SET EXERCISE: Edit the material below by swapping "drum kit" for "cymbal" wherever it occurs, changing nothing else, and leave the pictures out of your answer.

-------

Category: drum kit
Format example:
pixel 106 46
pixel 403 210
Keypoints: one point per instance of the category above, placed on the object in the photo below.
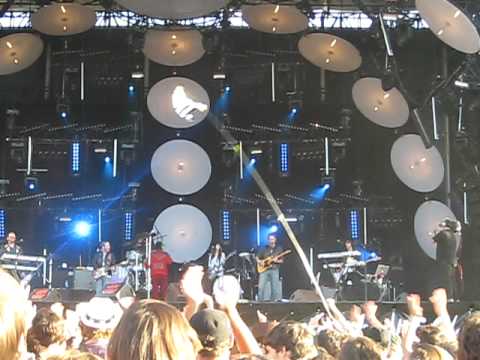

-------

RESPONSE:
Category: cymbal
Format example:
pixel 106 46
pixel 403 210
Keypoints: one point per instance of the category above, placed on the object in the photo below.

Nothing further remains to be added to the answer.